▶ [GIVEN TASK 1]: Copy the records word for word, beginning at the first line of the records and stopping after the line that contains "<point>65,336</point>".
___ SOURCE EXCERPT
1. Data

U.S. falls in world happiness report, Finland named happiest country

What are the happiest countries on earth, and why isn’t the U.S. one of them?

The 5.5 million residents of Finland sure have a lot to be happy about.

At least, they do according to the World Happiness Report, which was released Wednesday by the Sustainable Development Solutions Network for the United Nations.

The 136-page report ranks countries on six key variables that support well-being: income, freedom, trust, healthy life expectancy, social support and generosity. It then analyzes those rankings over time and, in some cases, raises potential causes for spikes and decreases in happiness.

The report named Finland the world’s happiest country, followed by Denmark, Norway, Iceland and the Netherlands. The U.S. came in 19th, a one-place drop from 2018′s report and a five-spot drop since 2017′s.

The U.S.'s place is a part of a trend for the worlds biggest superpowers, none of which broke the ranking’s top 10. The United Kingdom came in 15th place, up from 18th. Japan came in 58th and Germany in 17th, while Russia came in 68th and China in 93rd.

Canada ranked 9th overall and Mexico 23rd.
______
▶ [GIVEN TASK 2]:
Using the article about the world happiness report, decide whether each statement (a), (b) and (c) agrees with it. Answer yes or no for each, and quote the words of the article that decide it.
(a) The report was released by the Sustainable Development Solutions Network for the United Nations.
(b) The U.S. ranking in this report was better than its ranking in 2017's report.
(c) The report placed Norway ahead of Denmark.
___ LISTING
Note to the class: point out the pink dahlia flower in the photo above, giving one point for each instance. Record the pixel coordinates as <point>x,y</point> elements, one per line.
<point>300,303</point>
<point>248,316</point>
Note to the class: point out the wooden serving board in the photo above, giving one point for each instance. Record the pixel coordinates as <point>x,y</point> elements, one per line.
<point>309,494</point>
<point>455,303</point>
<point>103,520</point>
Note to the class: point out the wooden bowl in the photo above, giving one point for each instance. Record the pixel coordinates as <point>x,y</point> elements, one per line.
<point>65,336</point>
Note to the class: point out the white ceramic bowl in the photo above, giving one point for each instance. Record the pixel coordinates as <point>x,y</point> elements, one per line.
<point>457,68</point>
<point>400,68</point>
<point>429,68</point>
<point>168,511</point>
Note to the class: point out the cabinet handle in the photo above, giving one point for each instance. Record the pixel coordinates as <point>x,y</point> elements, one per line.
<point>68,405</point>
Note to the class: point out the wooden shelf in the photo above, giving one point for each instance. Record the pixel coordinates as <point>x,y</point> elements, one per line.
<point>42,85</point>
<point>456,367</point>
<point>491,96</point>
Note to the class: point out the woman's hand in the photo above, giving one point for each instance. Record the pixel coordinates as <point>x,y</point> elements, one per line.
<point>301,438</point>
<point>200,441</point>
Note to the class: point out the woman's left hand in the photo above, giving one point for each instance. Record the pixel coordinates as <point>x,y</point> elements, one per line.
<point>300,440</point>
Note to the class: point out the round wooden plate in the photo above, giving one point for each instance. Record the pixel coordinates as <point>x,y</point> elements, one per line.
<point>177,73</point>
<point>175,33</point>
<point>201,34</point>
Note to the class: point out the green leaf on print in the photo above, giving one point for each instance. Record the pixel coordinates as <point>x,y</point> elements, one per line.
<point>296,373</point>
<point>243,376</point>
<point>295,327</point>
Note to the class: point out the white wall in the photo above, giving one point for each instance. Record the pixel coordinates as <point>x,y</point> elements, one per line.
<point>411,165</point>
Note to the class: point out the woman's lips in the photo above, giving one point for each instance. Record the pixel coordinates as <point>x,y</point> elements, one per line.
______
▶ [FULL OUTPUT 1]:
Note to the class: point out the pink dahlia flower in the photo above, giving one point for each instance. Record the pixel coordinates as <point>x,y</point> elements, one per line.
<point>300,303</point>
<point>248,316</point>
Note to the class: point out the wooden serving board in the photo above, giving one point for each instance. Record the pixel coordinates as <point>x,y</point> elements, one per line.
<point>309,494</point>
<point>455,303</point>
<point>103,520</point>
Note to the class: point out the wooden bowl in the photo above, giving one point for each instance. Record the pixel coordinates as <point>x,y</point> elements, one per line.
<point>65,336</point>

▶ [FULL OUTPUT 2]:
(a) Yes: "released Wednesday by the Sustainable Development Solutions Network for the United Nations"
(b) No: "The U.S. came in 19th, a one-place drop from 2018′s report and a five-spot drop since 2017′s."
(c) No: "The report named Finland the world’s happiest country, followed by Denmark, Norway, Iceland and the Netherlands."